● **Written problem**: Print the following rows again without altering any character.

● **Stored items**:

------------------------------------------------

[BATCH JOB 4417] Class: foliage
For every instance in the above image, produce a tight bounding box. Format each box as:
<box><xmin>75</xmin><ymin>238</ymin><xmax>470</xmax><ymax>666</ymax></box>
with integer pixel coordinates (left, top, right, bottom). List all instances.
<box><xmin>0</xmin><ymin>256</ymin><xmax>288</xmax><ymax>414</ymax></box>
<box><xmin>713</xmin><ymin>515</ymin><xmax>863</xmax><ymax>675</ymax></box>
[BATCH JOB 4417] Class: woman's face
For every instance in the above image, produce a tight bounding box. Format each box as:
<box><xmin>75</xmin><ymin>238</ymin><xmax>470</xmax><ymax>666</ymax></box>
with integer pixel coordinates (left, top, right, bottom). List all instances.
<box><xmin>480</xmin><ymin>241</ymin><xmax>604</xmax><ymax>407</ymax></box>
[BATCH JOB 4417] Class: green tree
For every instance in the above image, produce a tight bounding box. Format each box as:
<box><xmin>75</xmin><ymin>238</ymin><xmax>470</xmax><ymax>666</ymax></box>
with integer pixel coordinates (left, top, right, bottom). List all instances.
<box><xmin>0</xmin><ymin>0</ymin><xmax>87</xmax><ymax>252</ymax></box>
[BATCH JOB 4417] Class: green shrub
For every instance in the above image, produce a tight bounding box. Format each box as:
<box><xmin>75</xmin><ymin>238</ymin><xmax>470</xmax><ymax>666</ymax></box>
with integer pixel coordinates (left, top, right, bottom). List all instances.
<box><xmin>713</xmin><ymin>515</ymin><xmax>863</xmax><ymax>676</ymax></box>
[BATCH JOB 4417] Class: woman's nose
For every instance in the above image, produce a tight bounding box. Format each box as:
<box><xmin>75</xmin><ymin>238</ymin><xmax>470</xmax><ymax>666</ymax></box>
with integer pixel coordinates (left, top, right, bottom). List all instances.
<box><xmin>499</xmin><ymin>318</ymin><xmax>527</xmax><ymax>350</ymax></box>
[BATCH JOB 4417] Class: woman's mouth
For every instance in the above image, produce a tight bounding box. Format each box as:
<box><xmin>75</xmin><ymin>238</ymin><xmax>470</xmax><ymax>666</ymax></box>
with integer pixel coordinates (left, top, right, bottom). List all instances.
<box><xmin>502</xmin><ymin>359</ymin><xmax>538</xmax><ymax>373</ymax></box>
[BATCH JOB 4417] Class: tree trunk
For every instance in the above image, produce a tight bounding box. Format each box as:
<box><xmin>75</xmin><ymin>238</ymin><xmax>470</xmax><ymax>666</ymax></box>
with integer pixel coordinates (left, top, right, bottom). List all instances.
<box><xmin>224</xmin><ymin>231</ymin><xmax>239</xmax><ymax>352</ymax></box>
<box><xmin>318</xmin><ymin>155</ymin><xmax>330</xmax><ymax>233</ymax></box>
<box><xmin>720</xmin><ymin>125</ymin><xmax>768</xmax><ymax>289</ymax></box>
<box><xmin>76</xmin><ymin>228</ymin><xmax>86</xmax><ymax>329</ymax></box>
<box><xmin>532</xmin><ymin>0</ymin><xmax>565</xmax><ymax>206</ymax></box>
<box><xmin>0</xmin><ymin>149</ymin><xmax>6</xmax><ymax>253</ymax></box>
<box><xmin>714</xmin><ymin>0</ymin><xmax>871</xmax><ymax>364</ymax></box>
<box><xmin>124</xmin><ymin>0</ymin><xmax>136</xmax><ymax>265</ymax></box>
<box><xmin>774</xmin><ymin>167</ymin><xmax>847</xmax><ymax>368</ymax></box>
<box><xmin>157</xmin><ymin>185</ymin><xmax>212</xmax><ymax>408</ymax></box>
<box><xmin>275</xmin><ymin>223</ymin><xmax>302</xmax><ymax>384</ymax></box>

------------------------------------------------

● **Answer to the exercise**:
[BATCH JOB 4417] Class: foliage
For every instance in the above image, produce a tight bounding box. Format each box as:
<box><xmin>75</xmin><ymin>238</ymin><xmax>470</xmax><ymax>666</ymax></box>
with integer pixel coordinates (left, top, right, bottom). List all instances.
<box><xmin>0</xmin><ymin>256</ymin><xmax>288</xmax><ymax>414</ymax></box>
<box><xmin>713</xmin><ymin>515</ymin><xmax>863</xmax><ymax>675</ymax></box>
[BATCH JOB 4417] Class: woman's face
For every instance in the above image, produce a tight bounding box. Format each box as:
<box><xmin>75</xmin><ymin>238</ymin><xmax>470</xmax><ymax>666</ymax></box>
with integer pixel coordinates (left, top, right, bottom). List all instances.
<box><xmin>480</xmin><ymin>241</ymin><xmax>604</xmax><ymax>407</ymax></box>
[BATCH JOB 4417] Class: green tree
For every instance in the above image, produce a tight bounding box. Format each box as:
<box><xmin>75</xmin><ymin>238</ymin><xmax>470</xmax><ymax>666</ymax></box>
with integer pixel coordinates (left, top, right, bottom). List all instances.
<box><xmin>0</xmin><ymin>0</ymin><xmax>87</xmax><ymax>252</ymax></box>
[BATCH JOB 4417] Class: green shrub
For every instance in the above image, produce a tight bounding box. Format each box as:
<box><xmin>75</xmin><ymin>238</ymin><xmax>470</xmax><ymax>666</ymax></box>
with integer pixel coordinates (left, top, right, bottom). List all instances.
<box><xmin>713</xmin><ymin>515</ymin><xmax>863</xmax><ymax>676</ymax></box>
[BATCH JOB 4417] Class: woman's nose
For every instance in the above image, produce a tight bounding box. Format each box as:
<box><xmin>75</xmin><ymin>238</ymin><xmax>470</xmax><ymax>666</ymax></box>
with integer pixel coordinates (left, top, right, bottom). List all instances.
<box><xmin>499</xmin><ymin>318</ymin><xmax>527</xmax><ymax>350</ymax></box>
[BATCH JOB 4417] Class: woman's mouth
For every instance in the above image, produce a tight bounding box. Format each box as:
<box><xmin>75</xmin><ymin>238</ymin><xmax>470</xmax><ymax>666</ymax></box>
with integer pixel coordinates (left, top, right, bottom). List all instances.
<box><xmin>502</xmin><ymin>359</ymin><xmax>538</xmax><ymax>373</ymax></box>
[BATCH JOB 4417] Class: tree trunk
For every instance in the above image, produce a tight bounding box. Format each box as:
<box><xmin>75</xmin><ymin>238</ymin><xmax>470</xmax><ymax>666</ymax></box>
with integer pixel coordinates (left, top, right, bottom). List all instances.
<box><xmin>224</xmin><ymin>231</ymin><xmax>239</xmax><ymax>352</ymax></box>
<box><xmin>318</xmin><ymin>155</ymin><xmax>330</xmax><ymax>233</ymax></box>
<box><xmin>720</xmin><ymin>125</ymin><xmax>768</xmax><ymax>289</ymax></box>
<box><xmin>76</xmin><ymin>228</ymin><xmax>86</xmax><ymax>329</ymax></box>
<box><xmin>532</xmin><ymin>0</ymin><xmax>565</xmax><ymax>206</ymax></box>
<box><xmin>0</xmin><ymin>149</ymin><xmax>6</xmax><ymax>253</ymax></box>
<box><xmin>714</xmin><ymin>0</ymin><xmax>871</xmax><ymax>364</ymax></box>
<box><xmin>124</xmin><ymin>0</ymin><xmax>136</xmax><ymax>265</ymax></box>
<box><xmin>774</xmin><ymin>167</ymin><xmax>847</xmax><ymax>368</ymax></box>
<box><xmin>157</xmin><ymin>185</ymin><xmax>212</xmax><ymax>408</ymax></box>
<box><xmin>275</xmin><ymin>223</ymin><xmax>302</xmax><ymax>384</ymax></box>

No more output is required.